Liste des tâches:
**A)** Énumérez les acteurs dont la pression politique conjuguée s'est exercée sur Alexis Tsipras, selon le texte d'étude.
**B)** D'après le texte d'étude, qui était le ministre des finances d'Angela Merkel ?
**C)** Reproduisez à l'identique le passage du texte d'étude allant de « La poussée de » à « de manœuvre politique. ».

Texte d'étude:

§ §

La poussée de l’autre gauche en Europe
Mais un vent d’optimisme souffla un temps, car l’année 2015 commença aussi et malgré tout avec un réel espoir sur le front européen: l’arrivée au pouvoir de Syriza en Grèce et d’Alexis Tsipras comme Premier ministre, porteurs d’une dynamique de refus de l’austérité et des souffrances inutiles infligées au peuple grec. Malheureusement, faute de soutien européen (notamment de la France et de l’Italie) et face à l’énorme pression politique conjuguée de l’Allemagne, de la Commission européenne, de la Banque centrale européenne et du Fonds monétaire international, Alexis Tsipras a dû se plier aux exigences d’Angela Merkel et de son ministre des finances Wolfgang Schaüble, et accepter un memorandum qui ne lui laisse aucune marge de manœuvre politique.

§ §

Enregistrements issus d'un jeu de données
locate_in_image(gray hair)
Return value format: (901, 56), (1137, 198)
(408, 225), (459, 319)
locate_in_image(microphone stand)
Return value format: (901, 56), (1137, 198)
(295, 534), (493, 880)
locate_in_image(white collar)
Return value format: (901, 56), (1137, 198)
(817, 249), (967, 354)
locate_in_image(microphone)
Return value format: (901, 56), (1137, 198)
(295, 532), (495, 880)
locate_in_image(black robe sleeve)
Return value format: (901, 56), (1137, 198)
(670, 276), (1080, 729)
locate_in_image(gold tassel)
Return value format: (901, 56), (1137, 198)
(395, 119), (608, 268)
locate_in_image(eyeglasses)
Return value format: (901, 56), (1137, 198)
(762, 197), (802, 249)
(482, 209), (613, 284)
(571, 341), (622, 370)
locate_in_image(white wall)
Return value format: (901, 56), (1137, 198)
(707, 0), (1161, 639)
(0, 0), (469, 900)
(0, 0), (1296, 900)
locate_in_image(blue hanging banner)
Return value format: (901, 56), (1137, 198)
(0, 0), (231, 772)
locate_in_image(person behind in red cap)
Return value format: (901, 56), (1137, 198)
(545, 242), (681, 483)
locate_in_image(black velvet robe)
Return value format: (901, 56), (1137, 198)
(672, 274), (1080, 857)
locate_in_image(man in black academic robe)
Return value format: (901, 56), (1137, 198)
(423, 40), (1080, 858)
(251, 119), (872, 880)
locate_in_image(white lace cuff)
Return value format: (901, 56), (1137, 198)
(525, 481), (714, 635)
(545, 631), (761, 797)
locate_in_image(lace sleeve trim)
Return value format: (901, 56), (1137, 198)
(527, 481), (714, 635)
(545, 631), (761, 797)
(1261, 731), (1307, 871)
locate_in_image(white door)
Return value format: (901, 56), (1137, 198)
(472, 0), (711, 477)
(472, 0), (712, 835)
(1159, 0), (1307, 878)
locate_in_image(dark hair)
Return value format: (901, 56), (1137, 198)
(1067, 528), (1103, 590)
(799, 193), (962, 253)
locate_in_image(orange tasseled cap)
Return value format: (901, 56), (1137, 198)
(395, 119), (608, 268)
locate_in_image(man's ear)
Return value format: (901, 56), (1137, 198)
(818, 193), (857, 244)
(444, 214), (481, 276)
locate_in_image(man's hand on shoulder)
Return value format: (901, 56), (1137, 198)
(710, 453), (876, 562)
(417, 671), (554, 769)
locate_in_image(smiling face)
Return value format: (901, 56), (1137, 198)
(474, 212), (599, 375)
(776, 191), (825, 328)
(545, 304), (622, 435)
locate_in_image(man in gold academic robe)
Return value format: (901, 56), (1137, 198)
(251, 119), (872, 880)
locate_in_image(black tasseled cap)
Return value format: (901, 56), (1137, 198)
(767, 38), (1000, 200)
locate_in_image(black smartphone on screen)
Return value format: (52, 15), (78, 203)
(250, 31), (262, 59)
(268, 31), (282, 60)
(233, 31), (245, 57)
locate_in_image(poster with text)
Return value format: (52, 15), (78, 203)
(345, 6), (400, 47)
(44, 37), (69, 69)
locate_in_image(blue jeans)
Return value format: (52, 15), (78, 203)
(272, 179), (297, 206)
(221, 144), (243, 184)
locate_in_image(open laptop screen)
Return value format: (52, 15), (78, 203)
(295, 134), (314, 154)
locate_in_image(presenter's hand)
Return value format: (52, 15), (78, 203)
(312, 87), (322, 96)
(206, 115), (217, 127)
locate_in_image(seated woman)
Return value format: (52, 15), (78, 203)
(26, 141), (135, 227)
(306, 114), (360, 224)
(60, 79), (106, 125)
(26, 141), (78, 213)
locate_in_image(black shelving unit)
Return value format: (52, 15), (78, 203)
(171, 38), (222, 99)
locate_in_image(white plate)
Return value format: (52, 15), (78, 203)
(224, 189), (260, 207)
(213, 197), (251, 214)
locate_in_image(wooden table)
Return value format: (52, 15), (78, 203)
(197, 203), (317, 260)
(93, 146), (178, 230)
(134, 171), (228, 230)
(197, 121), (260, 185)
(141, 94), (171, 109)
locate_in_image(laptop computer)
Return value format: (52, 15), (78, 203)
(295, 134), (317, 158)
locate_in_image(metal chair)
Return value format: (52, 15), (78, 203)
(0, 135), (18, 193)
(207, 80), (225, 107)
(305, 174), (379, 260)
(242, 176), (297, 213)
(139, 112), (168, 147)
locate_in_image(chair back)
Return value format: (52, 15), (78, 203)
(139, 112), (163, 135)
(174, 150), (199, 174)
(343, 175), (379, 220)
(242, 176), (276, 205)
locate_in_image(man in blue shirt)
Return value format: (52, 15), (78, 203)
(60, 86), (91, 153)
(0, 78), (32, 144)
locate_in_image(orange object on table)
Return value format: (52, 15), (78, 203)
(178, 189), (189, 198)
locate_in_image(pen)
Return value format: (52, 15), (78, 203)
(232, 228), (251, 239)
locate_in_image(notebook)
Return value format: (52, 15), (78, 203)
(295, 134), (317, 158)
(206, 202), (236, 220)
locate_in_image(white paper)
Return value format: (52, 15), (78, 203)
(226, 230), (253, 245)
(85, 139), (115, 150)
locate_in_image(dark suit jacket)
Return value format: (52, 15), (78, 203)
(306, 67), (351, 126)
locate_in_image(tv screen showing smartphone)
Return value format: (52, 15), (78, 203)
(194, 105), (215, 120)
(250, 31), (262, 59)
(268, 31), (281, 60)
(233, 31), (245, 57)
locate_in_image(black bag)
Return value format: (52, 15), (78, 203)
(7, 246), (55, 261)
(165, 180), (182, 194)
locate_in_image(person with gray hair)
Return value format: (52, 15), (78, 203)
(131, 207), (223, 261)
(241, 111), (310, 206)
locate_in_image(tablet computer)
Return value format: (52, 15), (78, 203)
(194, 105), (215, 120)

§ §

Réponses attendues:
**A)** L'Allemagne, la Commission européenne, la Banque centrale européenne, le Fonds monétaire international

**B)** Wolfgang Schaüble

**C)**
La poussée de l’autre gauche en Europe
Mais un vent d’optimisme souffla un temps, car l’année 2015 commença aussi et malgré tout avec un réel espoir sur le front européen: l’arrivée au pouvoir de Syriza en Grèce et d’Alexis Tsipras comme Premier ministre, porteurs d’une dynamique de refus de l’austérité et des souffrances inutiles infligées au peuple grec. Malheureusement, faute de soutien européen (notamment de la France et de l’Italie) et face à l’énorme pression politique conjuguée de l’Allemagne, de la Commission européenne, de la Banque centrale européenne et du Fonds monétaire international, Alexis Tsipras a dû se plier aux exigences d’Angela Merkel et de son ministre des finances Wolfgang Schaüble, et accepter un memorandum qui ne lui laisse aucune marge de manœuvre politique.